--- START DATA LISTING ---

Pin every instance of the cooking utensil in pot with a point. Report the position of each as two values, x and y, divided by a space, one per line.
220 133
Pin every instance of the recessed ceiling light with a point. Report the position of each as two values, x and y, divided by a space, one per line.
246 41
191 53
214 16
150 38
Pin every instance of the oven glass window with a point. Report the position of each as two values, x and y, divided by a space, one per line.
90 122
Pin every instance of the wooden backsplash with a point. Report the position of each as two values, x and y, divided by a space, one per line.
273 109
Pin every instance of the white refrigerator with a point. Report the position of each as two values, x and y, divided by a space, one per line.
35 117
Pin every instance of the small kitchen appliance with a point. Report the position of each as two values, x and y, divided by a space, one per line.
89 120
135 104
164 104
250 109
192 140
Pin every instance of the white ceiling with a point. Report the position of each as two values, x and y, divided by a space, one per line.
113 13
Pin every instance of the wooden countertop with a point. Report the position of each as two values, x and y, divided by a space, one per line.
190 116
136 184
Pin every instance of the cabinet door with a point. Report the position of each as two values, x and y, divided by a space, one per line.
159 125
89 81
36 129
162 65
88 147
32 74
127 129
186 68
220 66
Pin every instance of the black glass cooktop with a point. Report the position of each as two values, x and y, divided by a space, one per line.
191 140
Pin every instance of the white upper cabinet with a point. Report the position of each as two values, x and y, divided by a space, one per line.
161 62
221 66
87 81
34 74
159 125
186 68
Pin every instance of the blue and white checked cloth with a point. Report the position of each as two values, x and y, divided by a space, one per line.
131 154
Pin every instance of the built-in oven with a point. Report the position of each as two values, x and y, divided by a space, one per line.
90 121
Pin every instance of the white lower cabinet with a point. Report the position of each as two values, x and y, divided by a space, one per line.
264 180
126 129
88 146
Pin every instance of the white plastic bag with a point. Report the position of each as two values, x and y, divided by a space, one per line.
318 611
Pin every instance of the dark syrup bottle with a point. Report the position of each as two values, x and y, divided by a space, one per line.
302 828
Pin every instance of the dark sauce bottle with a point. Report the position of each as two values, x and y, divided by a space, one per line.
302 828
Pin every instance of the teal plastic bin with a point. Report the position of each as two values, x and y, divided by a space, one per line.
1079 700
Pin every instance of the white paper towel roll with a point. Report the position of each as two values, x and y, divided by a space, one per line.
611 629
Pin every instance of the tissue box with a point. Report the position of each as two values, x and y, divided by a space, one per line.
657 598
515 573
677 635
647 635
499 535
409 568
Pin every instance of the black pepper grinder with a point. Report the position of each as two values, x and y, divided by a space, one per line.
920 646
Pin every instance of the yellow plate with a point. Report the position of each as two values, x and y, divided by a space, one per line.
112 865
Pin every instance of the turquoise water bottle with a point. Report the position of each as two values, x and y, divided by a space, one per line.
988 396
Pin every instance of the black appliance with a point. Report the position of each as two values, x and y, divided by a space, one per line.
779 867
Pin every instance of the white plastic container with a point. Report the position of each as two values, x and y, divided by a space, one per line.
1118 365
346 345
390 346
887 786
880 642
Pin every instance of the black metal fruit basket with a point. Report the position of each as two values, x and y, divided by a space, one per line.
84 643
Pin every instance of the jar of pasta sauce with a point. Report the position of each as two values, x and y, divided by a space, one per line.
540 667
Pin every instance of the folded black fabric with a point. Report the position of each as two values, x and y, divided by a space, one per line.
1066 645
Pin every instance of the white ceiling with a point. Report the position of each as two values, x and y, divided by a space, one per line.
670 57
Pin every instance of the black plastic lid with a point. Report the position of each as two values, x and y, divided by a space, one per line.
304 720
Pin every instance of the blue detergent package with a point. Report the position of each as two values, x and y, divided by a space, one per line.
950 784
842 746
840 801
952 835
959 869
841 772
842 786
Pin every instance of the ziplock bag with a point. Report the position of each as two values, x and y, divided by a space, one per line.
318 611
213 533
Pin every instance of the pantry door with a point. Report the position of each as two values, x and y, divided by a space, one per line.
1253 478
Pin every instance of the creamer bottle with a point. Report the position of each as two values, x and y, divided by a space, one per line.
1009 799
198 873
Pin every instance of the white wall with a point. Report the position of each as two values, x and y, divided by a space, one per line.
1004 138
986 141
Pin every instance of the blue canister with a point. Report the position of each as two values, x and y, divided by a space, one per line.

--- END DATA LISTING ---

# AIM
Print the material once more, exactly.

# FINAL ANSWER
Pin every instance of the cooking utensil in pot with a point. Report the position of each as two values, x and y, divided by a space, one per line.
220 133
Pin every instance of the recessed ceiling light with a point. Report the position of each as two values, x and y, divided by a space, one per line.
246 41
191 53
214 16
150 38
Pin every instance of the oven glass window with a point. Report the position of each as two values, x and y, divided by a space, one per line.
90 122
Pin every instance of the wooden backsplash with a point. Report the position of each as two values, x and y, divided by a space, one per line.
273 109
Pin every instance of the white refrigerator with a point. Report the position of each as two values, x and y, divided by a space, one per line.
35 117
Pin every instance of the small kitchen appliance with a point. Report the position of each as two values, x and y, divided by a space, one per line.
89 120
135 104
164 104
250 109
192 140
Pin every instance of the white ceiling with a point. Report the position of each as two values, x and y, divided by a space, one per line.
113 13
Pin every instance of the wooden countertop with a point. Report the position of each as two values, x and y, divided by a space, one per line.
190 116
136 184
Pin every instance of the cabinet door with a point. Report the position of each as two values, x and y, divided by a space, one per line.
159 125
89 81
36 129
162 65
88 147
32 74
127 129
186 68
220 66
Pin every instance of the black glass cooktop with a point. Report the position of each as two values, x and y, divided by a space, one per line.
191 140
Pin every instance of the white upper cabinet with a point. Report the position of each as two values, x and y, divided by a space, one per line.
161 62
221 66
87 81
34 74
159 125
186 68
Pin every instance of the blue and white checked cloth with a point. Report the position of each as two values, x and y, divided by a space, one per line.
131 154
Pin every instance of the built-in oven with a point. Report the position of each as two values, x and y, divided by a space, one per line.
90 121
Pin every instance of the white lower cabinet with a point. Report the position of each as two values, x and y, divided by a space, one per line.
264 180
126 129
88 146
Pin every instance of the white plastic bag with a point. Report the position of each as two values, x and y, divided by a space, one per line.
318 611
Pin every instance of the dark syrup bottle with a point. Report the position of each as two values, x and y, divided by a space, one per line.
302 828
Pin every instance of the dark sauce bottle with a point. Report the position of each as two values, x and y, divided by a space, one per line.
302 828
Pin every instance of the teal plastic bin with a point. Report the position of each as two values, x and y, divided by a space, one per line.
1079 700
Pin every instance of the white paper towel roll with a point. Report the position of each as two values, x and y, divided by a space, one per line.
611 629
Pin every instance of the tissue box with a point. Report the position of each as two values, x and y, divided by a space, one per line.
657 598
515 573
677 635
647 635
499 535
409 568
Pin every instance of the black pepper grinder with a point. Report the position of each as two values, x and y, divided by a space, one per line.
920 646
Pin every instance of the yellow plate with a point. Report the position of each as two values, x and y, divided by a space, one per line.
112 865
Pin every instance of the turquoise water bottle with a point. Report the position of each as two values, x and y, divided by a space, one per line.
988 396
Pin every instance of the black appliance with a point. Report the position of each as two values, x and y, divided by a space, one per line.
779 867
Pin every instance of the white plastic container with a point. Report the position of each as two values, x and y, divided by a space, one per line.
1118 365
346 345
390 346
887 786
880 642
Pin every instance of the black metal fruit basket with a point. Report the position of each as two values, x and y, divided by a space, one per line.
84 643
Pin every instance of the jar of pasta sauce with a point. Report the position of each as two values, x and y, divided by a space, one per line.
540 667
Pin every instance of the folded black fabric with a point. Report the position of each as two values, x and y, divided by a space, one per line.
1066 645
Pin every instance of the white ceiling with a point. Report the position of each as two values, x and y, divided by a space, one per line.
670 57
Pin every instance of the black plastic lid with a point. Report the position of each as two values, x and y, divided by a space, one per line.
304 720
Pin every instance of the blue detergent package with a point. Report the position of each as two values, x and y, divided by a space, one per line.
950 784
842 746
840 801
952 835
959 869
841 772
842 786
Pin every instance of the ziplock bag with a point. Report the position of each as two values, x and y, divided by a space, one per line.
318 611
213 533
Pin every instance of the pantry door with a point. Report the position of each as two values, x and y, divided by a space, one per line.
1253 478
Pin every instance of the creamer bottle with a point. Report the position of each as two values, x and y, divided by a space, one per line.
1009 799
198 873
Pin every instance of the white wall with a point. Report the position of each as two values, x and y, divided by a space, one per line.
1004 138
986 141
Pin every instance of the blue canister with a point. Report the position of each as two values, x and y, divided by a space, one per line.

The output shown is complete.